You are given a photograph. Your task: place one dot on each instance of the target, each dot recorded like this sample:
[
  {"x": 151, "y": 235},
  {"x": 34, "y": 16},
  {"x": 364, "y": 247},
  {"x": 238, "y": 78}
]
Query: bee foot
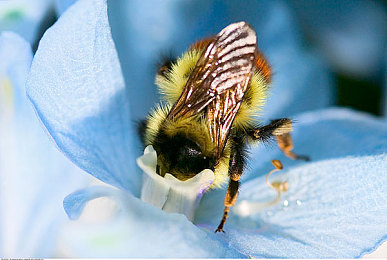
[{"x": 219, "y": 230}]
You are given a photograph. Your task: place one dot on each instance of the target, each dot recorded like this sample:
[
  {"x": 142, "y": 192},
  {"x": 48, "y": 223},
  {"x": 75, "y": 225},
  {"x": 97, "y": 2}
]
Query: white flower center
[{"x": 169, "y": 193}]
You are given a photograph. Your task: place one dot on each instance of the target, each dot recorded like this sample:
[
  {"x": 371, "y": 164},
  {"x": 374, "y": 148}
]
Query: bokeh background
[{"x": 323, "y": 54}]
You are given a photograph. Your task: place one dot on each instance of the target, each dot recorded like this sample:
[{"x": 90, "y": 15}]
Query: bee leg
[
  {"x": 281, "y": 129},
  {"x": 236, "y": 166}
]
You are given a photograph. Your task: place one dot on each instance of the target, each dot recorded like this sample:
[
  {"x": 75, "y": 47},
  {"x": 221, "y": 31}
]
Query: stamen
[
  {"x": 245, "y": 208},
  {"x": 168, "y": 193}
]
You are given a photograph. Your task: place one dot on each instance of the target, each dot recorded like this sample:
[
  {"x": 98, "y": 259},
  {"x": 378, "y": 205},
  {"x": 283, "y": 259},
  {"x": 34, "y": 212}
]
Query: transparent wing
[{"x": 219, "y": 80}]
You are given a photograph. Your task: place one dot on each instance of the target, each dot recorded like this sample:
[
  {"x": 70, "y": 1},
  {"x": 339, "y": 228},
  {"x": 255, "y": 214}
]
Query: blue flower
[
  {"x": 334, "y": 206},
  {"x": 34, "y": 175},
  {"x": 25, "y": 17}
]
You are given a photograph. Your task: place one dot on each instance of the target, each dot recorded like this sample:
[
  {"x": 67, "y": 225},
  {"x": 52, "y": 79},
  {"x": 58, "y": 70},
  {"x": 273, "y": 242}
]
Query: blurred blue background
[{"x": 338, "y": 48}]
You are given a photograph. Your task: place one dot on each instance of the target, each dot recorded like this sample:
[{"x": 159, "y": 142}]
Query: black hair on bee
[{"x": 211, "y": 97}]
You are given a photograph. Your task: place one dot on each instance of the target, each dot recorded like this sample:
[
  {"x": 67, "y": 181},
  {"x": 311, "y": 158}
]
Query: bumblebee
[{"x": 212, "y": 95}]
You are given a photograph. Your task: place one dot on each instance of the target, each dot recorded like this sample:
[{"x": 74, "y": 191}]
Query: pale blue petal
[
  {"x": 74, "y": 203},
  {"x": 24, "y": 17},
  {"x": 77, "y": 89},
  {"x": 15, "y": 56},
  {"x": 62, "y": 5},
  {"x": 34, "y": 175},
  {"x": 140, "y": 230},
  {"x": 336, "y": 204},
  {"x": 143, "y": 30}
]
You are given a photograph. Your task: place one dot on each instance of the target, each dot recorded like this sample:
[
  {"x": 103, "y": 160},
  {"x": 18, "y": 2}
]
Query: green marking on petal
[
  {"x": 14, "y": 15},
  {"x": 6, "y": 95},
  {"x": 106, "y": 240}
]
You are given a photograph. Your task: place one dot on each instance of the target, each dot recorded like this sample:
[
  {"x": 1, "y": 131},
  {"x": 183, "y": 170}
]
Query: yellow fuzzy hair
[
  {"x": 171, "y": 85},
  {"x": 157, "y": 119}
]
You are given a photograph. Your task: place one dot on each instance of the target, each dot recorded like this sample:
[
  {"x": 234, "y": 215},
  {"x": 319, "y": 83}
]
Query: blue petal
[
  {"x": 140, "y": 230},
  {"x": 62, "y": 5},
  {"x": 24, "y": 17},
  {"x": 78, "y": 91},
  {"x": 34, "y": 175},
  {"x": 335, "y": 205},
  {"x": 76, "y": 201},
  {"x": 15, "y": 56}
]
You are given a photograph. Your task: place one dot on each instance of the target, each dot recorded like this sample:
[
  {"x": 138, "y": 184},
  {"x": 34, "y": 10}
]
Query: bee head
[{"x": 183, "y": 150}]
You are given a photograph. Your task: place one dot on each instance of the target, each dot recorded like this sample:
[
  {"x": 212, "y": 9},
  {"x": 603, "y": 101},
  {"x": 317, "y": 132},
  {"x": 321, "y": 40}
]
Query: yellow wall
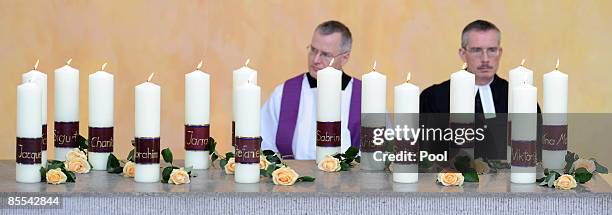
[{"x": 170, "y": 37}]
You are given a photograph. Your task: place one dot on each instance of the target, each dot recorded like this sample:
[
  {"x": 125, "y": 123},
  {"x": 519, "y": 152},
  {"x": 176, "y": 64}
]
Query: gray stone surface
[{"x": 352, "y": 192}]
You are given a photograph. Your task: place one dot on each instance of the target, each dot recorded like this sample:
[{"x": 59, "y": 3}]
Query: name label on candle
[
  {"x": 147, "y": 151},
  {"x": 196, "y": 137},
  {"x": 248, "y": 150},
  {"x": 555, "y": 137},
  {"x": 44, "y": 141},
  {"x": 28, "y": 150},
  {"x": 523, "y": 153},
  {"x": 66, "y": 134},
  {"x": 328, "y": 134},
  {"x": 466, "y": 127},
  {"x": 100, "y": 139},
  {"x": 367, "y": 140}
]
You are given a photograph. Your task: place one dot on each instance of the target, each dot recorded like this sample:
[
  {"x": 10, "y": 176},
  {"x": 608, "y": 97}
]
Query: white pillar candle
[
  {"x": 555, "y": 139},
  {"x": 329, "y": 93},
  {"x": 524, "y": 132},
  {"x": 29, "y": 133},
  {"x": 147, "y": 117},
  {"x": 197, "y": 111},
  {"x": 66, "y": 110},
  {"x": 240, "y": 76},
  {"x": 406, "y": 98},
  {"x": 101, "y": 118},
  {"x": 248, "y": 133},
  {"x": 40, "y": 79}
]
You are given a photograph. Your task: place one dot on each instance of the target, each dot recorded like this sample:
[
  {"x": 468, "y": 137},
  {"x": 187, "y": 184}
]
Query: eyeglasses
[
  {"x": 324, "y": 56},
  {"x": 479, "y": 52}
]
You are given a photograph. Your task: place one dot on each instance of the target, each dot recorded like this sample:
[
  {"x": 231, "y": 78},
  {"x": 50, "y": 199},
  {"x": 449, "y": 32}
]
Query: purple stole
[{"x": 290, "y": 104}]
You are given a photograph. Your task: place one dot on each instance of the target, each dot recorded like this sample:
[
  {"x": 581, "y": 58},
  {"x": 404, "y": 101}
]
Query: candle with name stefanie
[
  {"x": 240, "y": 77},
  {"x": 66, "y": 126},
  {"x": 101, "y": 118},
  {"x": 329, "y": 97},
  {"x": 406, "y": 108},
  {"x": 524, "y": 132},
  {"x": 554, "y": 146},
  {"x": 374, "y": 108},
  {"x": 248, "y": 139},
  {"x": 197, "y": 111},
  {"x": 29, "y": 133},
  {"x": 40, "y": 79},
  {"x": 147, "y": 135}
]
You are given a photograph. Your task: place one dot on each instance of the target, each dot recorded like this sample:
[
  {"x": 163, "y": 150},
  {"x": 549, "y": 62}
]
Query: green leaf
[
  {"x": 306, "y": 178},
  {"x": 582, "y": 175},
  {"x": 167, "y": 155}
]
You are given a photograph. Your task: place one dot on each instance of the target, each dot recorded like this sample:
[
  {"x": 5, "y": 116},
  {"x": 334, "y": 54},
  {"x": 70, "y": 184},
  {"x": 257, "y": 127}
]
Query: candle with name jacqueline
[
  {"x": 240, "y": 76},
  {"x": 329, "y": 96},
  {"x": 248, "y": 138},
  {"x": 66, "y": 126},
  {"x": 29, "y": 133},
  {"x": 554, "y": 146},
  {"x": 40, "y": 79},
  {"x": 406, "y": 108},
  {"x": 197, "y": 111},
  {"x": 147, "y": 131},
  {"x": 101, "y": 118}
]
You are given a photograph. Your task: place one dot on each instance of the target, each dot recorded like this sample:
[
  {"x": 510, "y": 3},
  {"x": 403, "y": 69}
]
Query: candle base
[
  {"x": 60, "y": 153},
  {"x": 197, "y": 159},
  {"x": 522, "y": 175},
  {"x": 27, "y": 173},
  {"x": 146, "y": 173},
  {"x": 246, "y": 173},
  {"x": 322, "y": 152},
  {"x": 553, "y": 160},
  {"x": 98, "y": 160},
  {"x": 369, "y": 163}
]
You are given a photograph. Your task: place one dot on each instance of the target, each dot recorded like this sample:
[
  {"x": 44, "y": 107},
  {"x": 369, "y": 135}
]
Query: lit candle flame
[
  {"x": 199, "y": 65},
  {"x": 150, "y": 77},
  {"x": 36, "y": 65}
]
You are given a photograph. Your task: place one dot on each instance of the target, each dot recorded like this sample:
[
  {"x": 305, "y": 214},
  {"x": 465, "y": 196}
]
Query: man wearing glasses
[{"x": 288, "y": 118}]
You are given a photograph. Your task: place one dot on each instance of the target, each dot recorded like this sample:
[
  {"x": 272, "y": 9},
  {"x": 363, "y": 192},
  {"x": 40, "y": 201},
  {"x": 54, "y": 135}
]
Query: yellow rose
[
  {"x": 56, "y": 176},
  {"x": 565, "y": 182},
  {"x": 129, "y": 170},
  {"x": 284, "y": 176},
  {"x": 230, "y": 167},
  {"x": 450, "y": 178},
  {"x": 589, "y": 165},
  {"x": 179, "y": 176},
  {"x": 480, "y": 166},
  {"x": 329, "y": 164},
  {"x": 263, "y": 162},
  {"x": 77, "y": 165},
  {"x": 76, "y": 153}
]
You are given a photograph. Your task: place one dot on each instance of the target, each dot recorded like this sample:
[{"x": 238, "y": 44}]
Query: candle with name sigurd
[
  {"x": 554, "y": 146},
  {"x": 29, "y": 133},
  {"x": 406, "y": 108},
  {"x": 240, "y": 77},
  {"x": 101, "y": 118},
  {"x": 40, "y": 79},
  {"x": 248, "y": 138},
  {"x": 197, "y": 111},
  {"x": 66, "y": 126},
  {"x": 374, "y": 109},
  {"x": 147, "y": 135},
  {"x": 524, "y": 132},
  {"x": 329, "y": 97}
]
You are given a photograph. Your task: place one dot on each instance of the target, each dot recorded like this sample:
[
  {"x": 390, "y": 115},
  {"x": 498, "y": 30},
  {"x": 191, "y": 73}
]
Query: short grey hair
[
  {"x": 333, "y": 26},
  {"x": 478, "y": 25}
]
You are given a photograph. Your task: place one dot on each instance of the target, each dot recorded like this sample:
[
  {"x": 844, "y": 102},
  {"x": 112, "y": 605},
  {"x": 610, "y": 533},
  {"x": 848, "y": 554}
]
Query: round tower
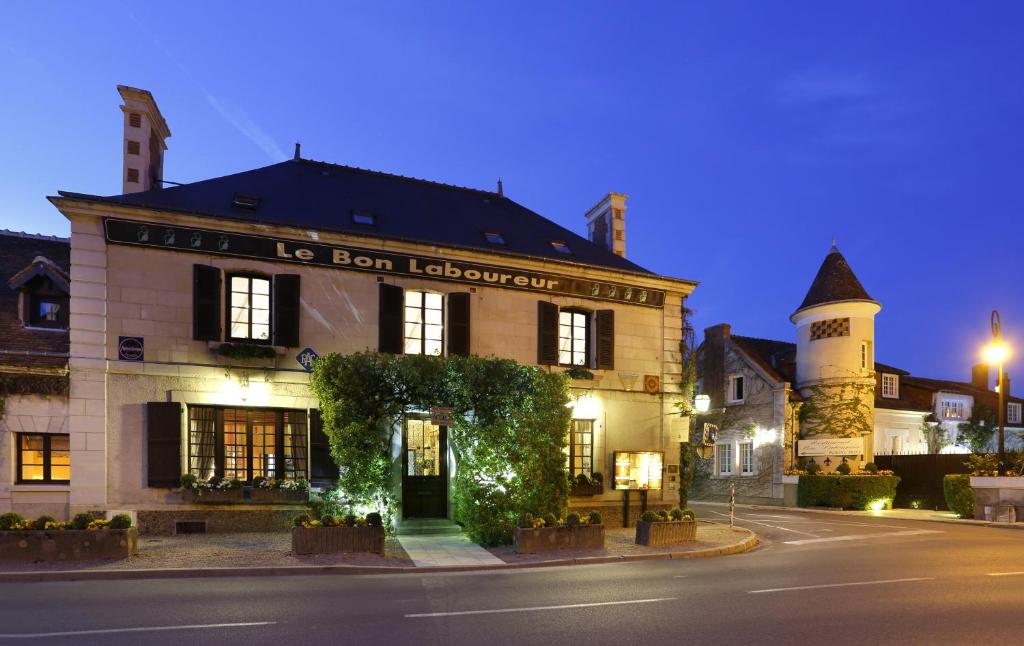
[{"x": 836, "y": 361}]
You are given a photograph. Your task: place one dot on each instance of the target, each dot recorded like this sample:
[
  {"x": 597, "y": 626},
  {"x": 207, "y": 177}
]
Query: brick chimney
[
  {"x": 143, "y": 145},
  {"x": 606, "y": 223},
  {"x": 979, "y": 376}
]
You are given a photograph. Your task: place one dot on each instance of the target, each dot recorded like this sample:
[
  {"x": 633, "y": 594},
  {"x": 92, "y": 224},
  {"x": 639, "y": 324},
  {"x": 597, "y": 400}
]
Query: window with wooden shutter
[
  {"x": 323, "y": 468},
  {"x": 206, "y": 303},
  {"x": 390, "y": 319},
  {"x": 286, "y": 309},
  {"x": 459, "y": 324},
  {"x": 547, "y": 333},
  {"x": 163, "y": 434},
  {"x": 604, "y": 324}
]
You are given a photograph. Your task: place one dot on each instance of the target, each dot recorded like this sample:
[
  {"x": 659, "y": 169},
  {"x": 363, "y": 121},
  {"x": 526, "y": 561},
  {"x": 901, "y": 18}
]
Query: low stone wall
[
  {"x": 547, "y": 539},
  {"x": 670, "y": 532},
  {"x": 32, "y": 546},
  {"x": 163, "y": 522},
  {"x": 331, "y": 540}
]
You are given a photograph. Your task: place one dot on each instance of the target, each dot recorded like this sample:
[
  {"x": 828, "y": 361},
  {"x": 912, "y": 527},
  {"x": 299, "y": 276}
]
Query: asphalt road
[{"x": 817, "y": 579}]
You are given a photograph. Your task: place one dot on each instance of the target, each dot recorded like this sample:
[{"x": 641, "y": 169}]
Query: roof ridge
[
  {"x": 371, "y": 171},
  {"x": 12, "y": 233}
]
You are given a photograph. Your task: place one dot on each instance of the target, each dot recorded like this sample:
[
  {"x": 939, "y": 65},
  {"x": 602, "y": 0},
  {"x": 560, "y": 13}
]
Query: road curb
[{"x": 748, "y": 544}]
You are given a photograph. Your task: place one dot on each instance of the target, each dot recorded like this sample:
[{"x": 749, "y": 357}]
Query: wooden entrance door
[{"x": 424, "y": 469}]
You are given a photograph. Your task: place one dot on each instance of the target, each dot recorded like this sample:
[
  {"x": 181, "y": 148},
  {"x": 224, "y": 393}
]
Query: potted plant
[{"x": 667, "y": 527}]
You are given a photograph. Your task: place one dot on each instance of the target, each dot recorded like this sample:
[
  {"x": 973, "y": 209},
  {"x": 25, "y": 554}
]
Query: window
[
  {"x": 424, "y": 323},
  {"x": 724, "y": 454},
  {"x": 582, "y": 447},
  {"x": 249, "y": 308},
  {"x": 736, "y": 388},
  {"x": 890, "y": 386},
  {"x": 43, "y": 459},
  {"x": 573, "y": 341},
  {"x": 245, "y": 443},
  {"x": 952, "y": 410},
  {"x": 747, "y": 459}
]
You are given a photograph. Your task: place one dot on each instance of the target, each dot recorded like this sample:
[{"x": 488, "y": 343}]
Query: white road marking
[
  {"x": 848, "y": 585},
  {"x": 143, "y": 629},
  {"x": 858, "y": 536},
  {"x": 530, "y": 609}
]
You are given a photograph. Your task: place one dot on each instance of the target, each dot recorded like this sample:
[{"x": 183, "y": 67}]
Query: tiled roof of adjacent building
[
  {"x": 20, "y": 346},
  {"x": 835, "y": 283},
  {"x": 325, "y": 197}
]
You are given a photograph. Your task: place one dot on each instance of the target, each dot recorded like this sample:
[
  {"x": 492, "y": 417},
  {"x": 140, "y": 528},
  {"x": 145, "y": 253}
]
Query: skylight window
[
  {"x": 242, "y": 201},
  {"x": 365, "y": 217}
]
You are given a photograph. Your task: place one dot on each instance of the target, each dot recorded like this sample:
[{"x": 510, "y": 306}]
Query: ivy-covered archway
[{"x": 509, "y": 434}]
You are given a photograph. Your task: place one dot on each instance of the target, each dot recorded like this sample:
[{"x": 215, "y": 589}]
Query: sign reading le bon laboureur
[{"x": 370, "y": 260}]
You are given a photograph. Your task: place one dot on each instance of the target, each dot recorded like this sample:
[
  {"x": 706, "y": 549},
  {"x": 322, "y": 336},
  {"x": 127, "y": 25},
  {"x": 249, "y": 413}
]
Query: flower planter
[
  {"x": 668, "y": 532},
  {"x": 212, "y": 497},
  {"x": 31, "y": 546},
  {"x": 279, "y": 496},
  {"x": 547, "y": 539},
  {"x": 331, "y": 540}
]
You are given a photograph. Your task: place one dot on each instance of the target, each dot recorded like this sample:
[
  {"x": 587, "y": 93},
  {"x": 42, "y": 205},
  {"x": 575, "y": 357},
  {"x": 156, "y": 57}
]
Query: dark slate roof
[
  {"x": 20, "y": 346},
  {"x": 835, "y": 282},
  {"x": 321, "y": 196}
]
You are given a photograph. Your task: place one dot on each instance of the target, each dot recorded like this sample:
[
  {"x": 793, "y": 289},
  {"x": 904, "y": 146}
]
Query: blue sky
[{"x": 748, "y": 135}]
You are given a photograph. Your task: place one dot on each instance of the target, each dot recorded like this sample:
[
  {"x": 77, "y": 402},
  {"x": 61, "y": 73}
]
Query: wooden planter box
[
  {"x": 547, "y": 539},
  {"x": 212, "y": 498},
  {"x": 279, "y": 496},
  {"x": 331, "y": 540},
  {"x": 32, "y": 546},
  {"x": 670, "y": 532}
]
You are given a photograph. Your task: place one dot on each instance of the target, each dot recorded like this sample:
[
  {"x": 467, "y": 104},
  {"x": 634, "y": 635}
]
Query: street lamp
[{"x": 996, "y": 352}]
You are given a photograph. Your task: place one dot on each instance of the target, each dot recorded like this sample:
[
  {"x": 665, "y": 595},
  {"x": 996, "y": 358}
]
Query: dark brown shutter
[
  {"x": 458, "y": 331},
  {"x": 206, "y": 303},
  {"x": 392, "y": 302},
  {"x": 604, "y": 331},
  {"x": 323, "y": 468},
  {"x": 286, "y": 309},
  {"x": 163, "y": 436},
  {"x": 547, "y": 333}
]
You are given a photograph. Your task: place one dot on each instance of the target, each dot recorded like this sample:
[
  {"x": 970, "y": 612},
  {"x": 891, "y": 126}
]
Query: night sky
[{"x": 748, "y": 135}]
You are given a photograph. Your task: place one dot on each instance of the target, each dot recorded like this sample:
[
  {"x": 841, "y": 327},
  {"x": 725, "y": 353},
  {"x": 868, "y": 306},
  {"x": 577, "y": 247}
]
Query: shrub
[
  {"x": 81, "y": 521},
  {"x": 960, "y": 496},
  {"x": 845, "y": 491},
  {"x": 10, "y": 520},
  {"x": 40, "y": 522},
  {"x": 121, "y": 521}
]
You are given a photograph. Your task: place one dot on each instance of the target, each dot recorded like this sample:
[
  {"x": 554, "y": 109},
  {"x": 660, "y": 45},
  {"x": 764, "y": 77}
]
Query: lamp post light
[{"x": 996, "y": 352}]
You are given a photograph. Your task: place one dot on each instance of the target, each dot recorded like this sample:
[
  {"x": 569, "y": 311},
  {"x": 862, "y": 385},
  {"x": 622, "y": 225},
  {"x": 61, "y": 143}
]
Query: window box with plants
[
  {"x": 214, "y": 490},
  {"x": 583, "y": 485},
  {"x": 85, "y": 537},
  {"x": 329, "y": 534},
  {"x": 274, "y": 490},
  {"x": 667, "y": 527},
  {"x": 548, "y": 532}
]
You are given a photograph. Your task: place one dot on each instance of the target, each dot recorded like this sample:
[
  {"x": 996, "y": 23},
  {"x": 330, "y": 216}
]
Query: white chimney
[
  {"x": 143, "y": 145},
  {"x": 606, "y": 223}
]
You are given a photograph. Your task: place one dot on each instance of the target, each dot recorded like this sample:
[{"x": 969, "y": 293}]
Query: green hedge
[
  {"x": 846, "y": 491},
  {"x": 960, "y": 496}
]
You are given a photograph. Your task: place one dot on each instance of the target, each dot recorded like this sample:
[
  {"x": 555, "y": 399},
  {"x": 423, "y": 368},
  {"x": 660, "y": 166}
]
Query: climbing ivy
[{"x": 509, "y": 433}]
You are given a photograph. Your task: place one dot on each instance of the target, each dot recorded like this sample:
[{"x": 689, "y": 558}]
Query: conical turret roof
[{"x": 835, "y": 283}]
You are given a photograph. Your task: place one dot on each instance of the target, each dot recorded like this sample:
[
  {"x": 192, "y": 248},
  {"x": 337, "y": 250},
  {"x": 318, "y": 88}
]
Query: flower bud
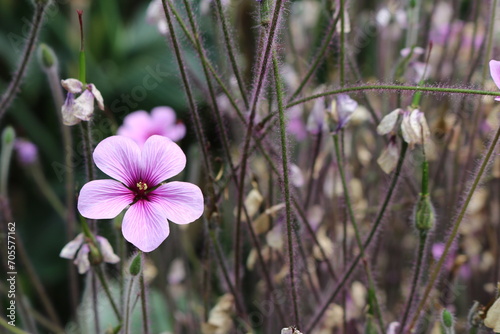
[
  {"x": 447, "y": 319},
  {"x": 46, "y": 56},
  {"x": 135, "y": 265},
  {"x": 424, "y": 214},
  {"x": 95, "y": 254},
  {"x": 27, "y": 152},
  {"x": 8, "y": 135}
]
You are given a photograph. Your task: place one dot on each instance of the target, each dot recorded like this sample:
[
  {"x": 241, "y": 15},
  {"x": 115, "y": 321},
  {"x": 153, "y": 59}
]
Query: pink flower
[
  {"x": 140, "y": 175},
  {"x": 495, "y": 74},
  {"x": 140, "y": 125}
]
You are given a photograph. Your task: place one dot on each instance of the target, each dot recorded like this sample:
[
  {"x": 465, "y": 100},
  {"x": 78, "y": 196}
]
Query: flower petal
[
  {"x": 388, "y": 122},
  {"x": 145, "y": 225},
  {"x": 182, "y": 201},
  {"x": 495, "y": 71},
  {"x": 73, "y": 86},
  {"x": 119, "y": 157},
  {"x": 103, "y": 199},
  {"x": 97, "y": 95},
  {"x": 388, "y": 160},
  {"x": 69, "y": 251},
  {"x": 161, "y": 159},
  {"x": 82, "y": 259}
]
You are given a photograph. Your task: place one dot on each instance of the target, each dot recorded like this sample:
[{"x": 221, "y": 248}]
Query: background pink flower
[
  {"x": 140, "y": 125},
  {"x": 139, "y": 174}
]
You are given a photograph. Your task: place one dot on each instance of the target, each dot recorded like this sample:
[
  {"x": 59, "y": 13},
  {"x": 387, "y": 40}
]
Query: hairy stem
[
  {"x": 437, "y": 267},
  {"x": 340, "y": 285},
  {"x": 145, "y": 318},
  {"x": 286, "y": 184},
  {"x": 230, "y": 51},
  {"x": 356, "y": 229},
  {"x": 105, "y": 286}
]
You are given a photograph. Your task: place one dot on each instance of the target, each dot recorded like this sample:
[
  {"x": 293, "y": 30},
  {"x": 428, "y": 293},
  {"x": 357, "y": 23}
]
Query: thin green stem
[
  {"x": 230, "y": 51},
  {"x": 342, "y": 43},
  {"x": 128, "y": 306},
  {"x": 95, "y": 306},
  {"x": 57, "y": 94},
  {"x": 437, "y": 267},
  {"x": 29, "y": 49},
  {"x": 489, "y": 45},
  {"x": 105, "y": 286},
  {"x": 318, "y": 58},
  {"x": 145, "y": 318},
  {"x": 352, "y": 267},
  {"x": 286, "y": 184},
  {"x": 356, "y": 229},
  {"x": 396, "y": 88}
]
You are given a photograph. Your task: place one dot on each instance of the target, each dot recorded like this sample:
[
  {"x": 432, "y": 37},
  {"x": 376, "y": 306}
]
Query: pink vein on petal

-.-.-

Given request: List every line of the material above that contains the string "wooden", copying each line in full. Case counts, so match only the same uppercase and lowercase letters.

The response:
Query: window with wooden shutter
Query: wooden entrance door
Query: wooden planter box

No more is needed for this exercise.